Seçilmiş bölüm ->
Testiler onları tutan elin hem güzelliğinden hem heyecanından mıdır bilinmez, yangın yerinin kızıl közleri gibi alev topuna dönüverir. Testilerin topuklarından damlayan sularda bu heyecanın ter damlaları olsa gerek.

* * *

Bahçenin kanatlı kapısından girince temizliği ve titizliği ile namlı baba annemin yeri, göğü çiçeğe vurmuş bahçesindeki serin asma gölgelerinin altında, kireç vurulup beyaza boyanan devasa kayaların üzerine oturulup, fısıldaşılan aşklardan çıkan bir türkü bu.

Kireç vurulmuş büyük kayanın üzerinde dört halamı rengarenk greplerinin altından bellerine kadar süzülen tenem örgülü saçları, basma şalvarları, güllü nalınları ile birbirlerine aşklarını fısıldadıklarını söylerlerdi. Onlar  fısıldaşırken, yakışıklılığı ile namlı bir delikanlının, nereden geldiği belli olmayan uzun nefesli gür sesi ile GÜDÜŞLÜ’NÜN ÇEŞMESİ türküsünü çığırdığını da anlatılırken duymuşluğum var. Halalarımın birbirine pırıltılı gözler ile baktığını hep görür gibi olurum.

Vee…

Bu dört kızın bahçelerindeki kireç vurulmuş büyük kayanın üzerindeki aşk fısıltılarını değil ama bu türküyü, bu türküyü yazanı, yazdıranı, yazıldığı yeri biliyorum.

O büyük kireçli kayanın üzerinde oturup, etrafımda genç halalarımın hayali ile yıllar öncesinin uzaklığından gelen gür sesten, bu türküyü derinden duyuyor ve dinliyorum.

* * *

Adı aşk olan bu yoğun arzulama isteği bazen bir türküye gizlenen;

bazen bir grebin kenarındaki güle rengini veren;

bazen kanaviçe deseninde baş başa vermiş iki gonca deseni;

bazen bir kilime dokunmuş ayrı dallara konup kavuşamamış iki kuş modeli;

bazen zamanı geldiğinde mutlaka bardağınıza ısladığınız bir mevsim çiçeği;

bazen adını duyduğunuzda hızla çarpan bir kalp;

bazen de ölümünüzden sonra bile anlatılarak yaşatılacak kadar efsunlu bir hikayedir.

Görüntü kutusu etiketleme kayıtları ->
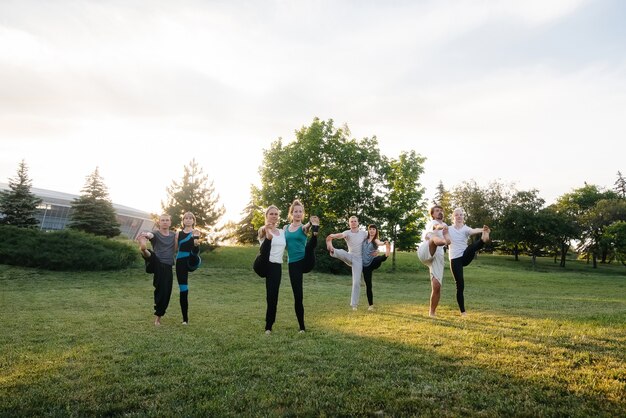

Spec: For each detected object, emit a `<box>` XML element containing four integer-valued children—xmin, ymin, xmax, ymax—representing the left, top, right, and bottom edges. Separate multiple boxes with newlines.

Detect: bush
<box><xmin>0</xmin><ymin>226</ymin><xmax>139</xmax><ymax>271</ymax></box>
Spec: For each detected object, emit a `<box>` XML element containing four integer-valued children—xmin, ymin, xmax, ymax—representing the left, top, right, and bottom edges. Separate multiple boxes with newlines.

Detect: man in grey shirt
<box><xmin>138</xmin><ymin>214</ymin><xmax>178</xmax><ymax>325</ymax></box>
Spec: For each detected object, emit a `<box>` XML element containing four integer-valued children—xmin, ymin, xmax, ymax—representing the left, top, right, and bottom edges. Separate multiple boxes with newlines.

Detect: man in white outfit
<box><xmin>417</xmin><ymin>205</ymin><xmax>450</xmax><ymax>316</ymax></box>
<box><xmin>326</xmin><ymin>216</ymin><xmax>367</xmax><ymax>311</ymax></box>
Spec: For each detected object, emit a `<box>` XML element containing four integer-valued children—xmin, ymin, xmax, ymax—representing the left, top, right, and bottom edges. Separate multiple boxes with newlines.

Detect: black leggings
<box><xmin>289</xmin><ymin>259</ymin><xmax>305</xmax><ymax>331</ymax></box>
<box><xmin>302</xmin><ymin>235</ymin><xmax>317</xmax><ymax>273</ymax></box>
<box><xmin>363</xmin><ymin>255</ymin><xmax>387</xmax><ymax>306</ymax></box>
<box><xmin>176</xmin><ymin>257</ymin><xmax>189</xmax><ymax>322</ymax></box>
<box><xmin>450</xmin><ymin>239</ymin><xmax>484</xmax><ymax>312</ymax></box>
<box><xmin>152</xmin><ymin>261</ymin><xmax>174</xmax><ymax>316</ymax></box>
<box><xmin>265</xmin><ymin>262</ymin><xmax>282</xmax><ymax>331</ymax></box>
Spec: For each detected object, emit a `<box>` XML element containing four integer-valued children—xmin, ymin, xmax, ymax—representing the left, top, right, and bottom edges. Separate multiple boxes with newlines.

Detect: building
<box><xmin>0</xmin><ymin>183</ymin><xmax>154</xmax><ymax>239</ymax></box>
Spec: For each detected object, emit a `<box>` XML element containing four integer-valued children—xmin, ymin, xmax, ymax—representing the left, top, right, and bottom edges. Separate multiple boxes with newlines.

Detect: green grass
<box><xmin>0</xmin><ymin>247</ymin><xmax>626</xmax><ymax>416</ymax></box>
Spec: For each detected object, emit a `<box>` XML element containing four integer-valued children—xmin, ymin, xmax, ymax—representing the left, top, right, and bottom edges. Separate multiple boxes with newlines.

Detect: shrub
<box><xmin>0</xmin><ymin>226</ymin><xmax>139</xmax><ymax>271</ymax></box>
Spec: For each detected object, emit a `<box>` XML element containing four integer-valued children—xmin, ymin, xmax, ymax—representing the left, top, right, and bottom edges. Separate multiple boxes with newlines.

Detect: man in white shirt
<box><xmin>417</xmin><ymin>205</ymin><xmax>450</xmax><ymax>316</ymax></box>
<box><xmin>326</xmin><ymin>216</ymin><xmax>367</xmax><ymax>311</ymax></box>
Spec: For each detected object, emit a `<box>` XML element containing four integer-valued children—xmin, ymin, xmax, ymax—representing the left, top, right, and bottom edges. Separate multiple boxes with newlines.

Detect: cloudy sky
<box><xmin>0</xmin><ymin>0</ymin><xmax>626</xmax><ymax>219</ymax></box>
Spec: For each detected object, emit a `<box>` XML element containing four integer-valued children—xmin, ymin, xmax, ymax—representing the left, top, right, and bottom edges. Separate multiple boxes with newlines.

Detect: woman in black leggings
<box><xmin>448</xmin><ymin>208</ymin><xmax>491</xmax><ymax>315</ymax></box>
<box><xmin>361</xmin><ymin>224</ymin><xmax>391</xmax><ymax>311</ymax></box>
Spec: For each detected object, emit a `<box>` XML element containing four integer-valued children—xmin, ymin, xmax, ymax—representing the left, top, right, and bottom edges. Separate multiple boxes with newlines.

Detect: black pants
<box><xmin>265</xmin><ymin>262</ymin><xmax>282</xmax><ymax>331</ymax></box>
<box><xmin>152</xmin><ymin>261</ymin><xmax>174</xmax><ymax>316</ymax></box>
<box><xmin>363</xmin><ymin>255</ymin><xmax>387</xmax><ymax>306</ymax></box>
<box><xmin>303</xmin><ymin>235</ymin><xmax>317</xmax><ymax>273</ymax></box>
<box><xmin>176</xmin><ymin>257</ymin><xmax>189</xmax><ymax>322</ymax></box>
<box><xmin>289</xmin><ymin>259</ymin><xmax>305</xmax><ymax>330</ymax></box>
<box><xmin>450</xmin><ymin>239</ymin><xmax>485</xmax><ymax>312</ymax></box>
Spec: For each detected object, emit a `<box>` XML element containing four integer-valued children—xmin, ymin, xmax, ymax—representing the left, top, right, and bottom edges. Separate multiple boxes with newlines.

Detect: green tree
<box><xmin>0</xmin><ymin>160</ymin><xmax>41</xmax><ymax>228</ymax></box>
<box><xmin>161</xmin><ymin>159</ymin><xmax>226</xmax><ymax>243</ymax></box>
<box><xmin>231</xmin><ymin>186</ymin><xmax>265</xmax><ymax>244</ymax></box>
<box><xmin>382</xmin><ymin>151</ymin><xmax>425</xmax><ymax>270</ymax></box>
<box><xmin>580</xmin><ymin>198</ymin><xmax>626</xmax><ymax>268</ymax></box>
<box><xmin>602</xmin><ymin>221</ymin><xmax>626</xmax><ymax>266</ymax></box>
<box><xmin>498</xmin><ymin>190</ymin><xmax>545</xmax><ymax>265</ymax></box>
<box><xmin>258</xmin><ymin>118</ymin><xmax>385</xmax><ymax>231</ymax></box>
<box><xmin>557</xmin><ymin>183</ymin><xmax>618</xmax><ymax>268</ymax></box>
<box><xmin>68</xmin><ymin>167</ymin><xmax>121</xmax><ymax>238</ymax></box>
<box><xmin>615</xmin><ymin>171</ymin><xmax>626</xmax><ymax>199</ymax></box>
<box><xmin>432</xmin><ymin>180</ymin><xmax>454</xmax><ymax>219</ymax></box>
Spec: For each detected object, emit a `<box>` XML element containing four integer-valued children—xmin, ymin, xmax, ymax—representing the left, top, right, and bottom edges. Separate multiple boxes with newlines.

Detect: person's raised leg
<box><xmin>363</xmin><ymin>264</ymin><xmax>374</xmax><ymax>307</ymax></box>
<box><xmin>428</xmin><ymin>276</ymin><xmax>441</xmax><ymax>317</ymax></box>
<box><xmin>350</xmin><ymin>257</ymin><xmax>363</xmax><ymax>311</ymax></box>
<box><xmin>450</xmin><ymin>257</ymin><xmax>465</xmax><ymax>315</ymax></box>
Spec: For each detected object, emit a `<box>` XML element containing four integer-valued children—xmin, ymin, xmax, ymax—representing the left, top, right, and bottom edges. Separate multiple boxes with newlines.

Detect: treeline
<box><xmin>229</xmin><ymin>118</ymin><xmax>626</xmax><ymax>267</ymax></box>
<box><xmin>435</xmin><ymin>178</ymin><xmax>626</xmax><ymax>267</ymax></box>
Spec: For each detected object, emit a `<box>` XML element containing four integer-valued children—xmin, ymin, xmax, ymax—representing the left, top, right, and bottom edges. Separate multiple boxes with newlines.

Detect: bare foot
<box><xmin>480</xmin><ymin>225</ymin><xmax>491</xmax><ymax>244</ymax></box>
<box><xmin>443</xmin><ymin>226</ymin><xmax>452</xmax><ymax>245</ymax></box>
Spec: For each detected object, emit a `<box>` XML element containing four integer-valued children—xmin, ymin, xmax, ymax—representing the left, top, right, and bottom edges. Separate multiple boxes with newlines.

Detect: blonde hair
<box><xmin>181</xmin><ymin>212</ymin><xmax>196</xmax><ymax>225</ymax></box>
<box><xmin>265</xmin><ymin>205</ymin><xmax>280</xmax><ymax>219</ymax></box>
<box><xmin>287</xmin><ymin>199</ymin><xmax>304</xmax><ymax>222</ymax></box>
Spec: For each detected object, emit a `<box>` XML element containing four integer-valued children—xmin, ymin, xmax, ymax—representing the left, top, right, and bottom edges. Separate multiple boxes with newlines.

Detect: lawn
<box><xmin>0</xmin><ymin>247</ymin><xmax>626</xmax><ymax>417</ymax></box>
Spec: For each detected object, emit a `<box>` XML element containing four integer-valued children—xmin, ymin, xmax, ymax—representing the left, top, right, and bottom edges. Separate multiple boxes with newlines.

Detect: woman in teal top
<box><xmin>285</xmin><ymin>199</ymin><xmax>319</xmax><ymax>333</ymax></box>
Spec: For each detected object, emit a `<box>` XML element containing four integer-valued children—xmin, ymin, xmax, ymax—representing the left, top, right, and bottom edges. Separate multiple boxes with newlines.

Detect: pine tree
<box><xmin>0</xmin><ymin>160</ymin><xmax>41</xmax><ymax>228</ymax></box>
<box><xmin>615</xmin><ymin>171</ymin><xmax>626</xmax><ymax>199</ymax></box>
<box><xmin>68</xmin><ymin>167</ymin><xmax>121</xmax><ymax>238</ymax></box>
<box><xmin>161</xmin><ymin>159</ymin><xmax>226</xmax><ymax>238</ymax></box>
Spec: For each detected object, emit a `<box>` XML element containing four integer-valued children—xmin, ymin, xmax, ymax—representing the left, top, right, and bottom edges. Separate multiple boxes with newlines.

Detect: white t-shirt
<box><xmin>422</xmin><ymin>219</ymin><xmax>445</xmax><ymax>241</ymax></box>
<box><xmin>448</xmin><ymin>225</ymin><xmax>472</xmax><ymax>260</ymax></box>
<box><xmin>259</xmin><ymin>229</ymin><xmax>287</xmax><ymax>264</ymax></box>
<box><xmin>343</xmin><ymin>229</ymin><xmax>367</xmax><ymax>257</ymax></box>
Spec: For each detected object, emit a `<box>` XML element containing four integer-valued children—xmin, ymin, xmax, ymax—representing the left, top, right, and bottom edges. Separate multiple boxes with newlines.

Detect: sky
<box><xmin>0</xmin><ymin>0</ymin><xmax>626</xmax><ymax>221</ymax></box>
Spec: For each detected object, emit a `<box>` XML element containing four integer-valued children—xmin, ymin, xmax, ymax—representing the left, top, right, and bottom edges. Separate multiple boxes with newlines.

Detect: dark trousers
<box><xmin>176</xmin><ymin>257</ymin><xmax>189</xmax><ymax>322</ymax></box>
<box><xmin>303</xmin><ymin>235</ymin><xmax>317</xmax><ymax>273</ymax></box>
<box><xmin>450</xmin><ymin>239</ymin><xmax>485</xmax><ymax>312</ymax></box>
<box><xmin>265</xmin><ymin>262</ymin><xmax>282</xmax><ymax>331</ymax></box>
<box><xmin>363</xmin><ymin>255</ymin><xmax>387</xmax><ymax>306</ymax></box>
<box><xmin>289</xmin><ymin>259</ymin><xmax>305</xmax><ymax>330</ymax></box>
<box><xmin>152</xmin><ymin>261</ymin><xmax>174</xmax><ymax>316</ymax></box>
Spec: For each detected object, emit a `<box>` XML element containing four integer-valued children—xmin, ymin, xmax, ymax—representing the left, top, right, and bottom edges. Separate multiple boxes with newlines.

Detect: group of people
<box><xmin>138</xmin><ymin>199</ymin><xmax>490</xmax><ymax>335</ymax></box>
<box><xmin>417</xmin><ymin>205</ymin><xmax>491</xmax><ymax>317</ymax></box>
<box><xmin>137</xmin><ymin>212</ymin><xmax>200</xmax><ymax>325</ymax></box>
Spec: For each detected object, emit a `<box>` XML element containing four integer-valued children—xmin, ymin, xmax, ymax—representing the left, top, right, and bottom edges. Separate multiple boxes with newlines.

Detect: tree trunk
<box><xmin>591</xmin><ymin>252</ymin><xmax>598</xmax><ymax>269</ymax></box>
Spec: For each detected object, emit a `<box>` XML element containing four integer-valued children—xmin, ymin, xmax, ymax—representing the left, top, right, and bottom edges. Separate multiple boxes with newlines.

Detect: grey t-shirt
<box><xmin>150</xmin><ymin>231</ymin><xmax>176</xmax><ymax>266</ymax></box>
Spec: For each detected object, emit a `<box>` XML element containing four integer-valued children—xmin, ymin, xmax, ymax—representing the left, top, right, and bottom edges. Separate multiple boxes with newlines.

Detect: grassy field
<box><xmin>0</xmin><ymin>247</ymin><xmax>626</xmax><ymax>417</ymax></box>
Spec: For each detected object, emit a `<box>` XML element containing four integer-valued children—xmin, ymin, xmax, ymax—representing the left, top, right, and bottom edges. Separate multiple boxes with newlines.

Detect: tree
<box><xmin>230</xmin><ymin>186</ymin><xmax>265</xmax><ymax>244</ymax></box>
<box><xmin>0</xmin><ymin>160</ymin><xmax>41</xmax><ymax>228</ymax></box>
<box><xmin>432</xmin><ymin>180</ymin><xmax>454</xmax><ymax>219</ymax></box>
<box><xmin>382</xmin><ymin>151</ymin><xmax>425</xmax><ymax>270</ymax></box>
<box><xmin>580</xmin><ymin>199</ymin><xmax>626</xmax><ymax>268</ymax></box>
<box><xmin>615</xmin><ymin>171</ymin><xmax>626</xmax><ymax>199</ymax></box>
<box><xmin>161</xmin><ymin>158</ymin><xmax>226</xmax><ymax>241</ymax></box>
<box><xmin>602</xmin><ymin>221</ymin><xmax>626</xmax><ymax>266</ymax></box>
<box><xmin>68</xmin><ymin>167</ymin><xmax>121</xmax><ymax>238</ymax></box>
<box><xmin>557</xmin><ymin>183</ymin><xmax>618</xmax><ymax>268</ymax></box>
<box><xmin>498</xmin><ymin>190</ymin><xmax>546</xmax><ymax>265</ymax></box>
<box><xmin>258</xmin><ymin>118</ymin><xmax>386</xmax><ymax>231</ymax></box>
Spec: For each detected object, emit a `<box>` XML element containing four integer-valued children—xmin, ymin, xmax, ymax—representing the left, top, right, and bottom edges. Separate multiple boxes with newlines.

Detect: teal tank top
<box><xmin>285</xmin><ymin>227</ymin><xmax>306</xmax><ymax>263</ymax></box>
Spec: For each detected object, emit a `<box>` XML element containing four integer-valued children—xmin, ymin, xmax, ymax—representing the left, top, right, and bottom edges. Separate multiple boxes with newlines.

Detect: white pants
<box><xmin>417</xmin><ymin>241</ymin><xmax>443</xmax><ymax>284</ymax></box>
<box><xmin>331</xmin><ymin>248</ymin><xmax>363</xmax><ymax>307</ymax></box>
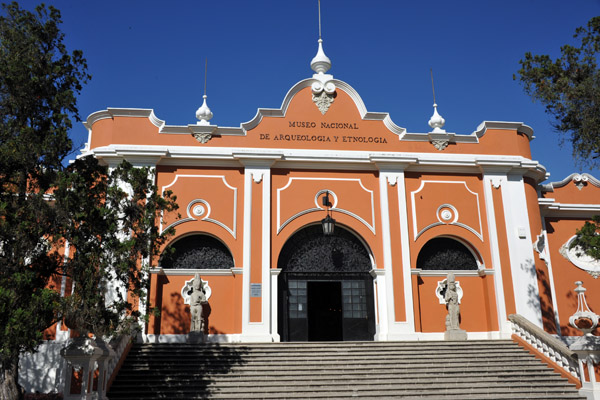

Kısa alıştırma 1 ->
Seçilmiş bölüme göre şu soruları yanıtlayın:
(a) Bahçedeki devasa kayalar ne renge boyanmıştır?
(b) Delikanlının gür sesiyle çığırdığı türkünün adı nedir?
(c) Kilime dokunmuş iki kuş nereye konmuştur?
Kısa alıştırma 2 -> Listede "grey" dizesini içeren bütün satırları belirleyip olduğu gibi kopyalayın. Büyük-küçük harf ayrımı dikkate alınmalıdır.
Seçilmiş bölüm ile liste birbirinden bağımsız iki ayrı malzemedir.

Doğru sonuç 1 ->
(a) Beyaza.
(b) GÜDÜŞLÜ'NÜN ÇEŞMESİ.
(c) Ayrı dallara.

Doğru sonuç 2 ->
Detect: man in grey shirt
Detect: grey t-shirt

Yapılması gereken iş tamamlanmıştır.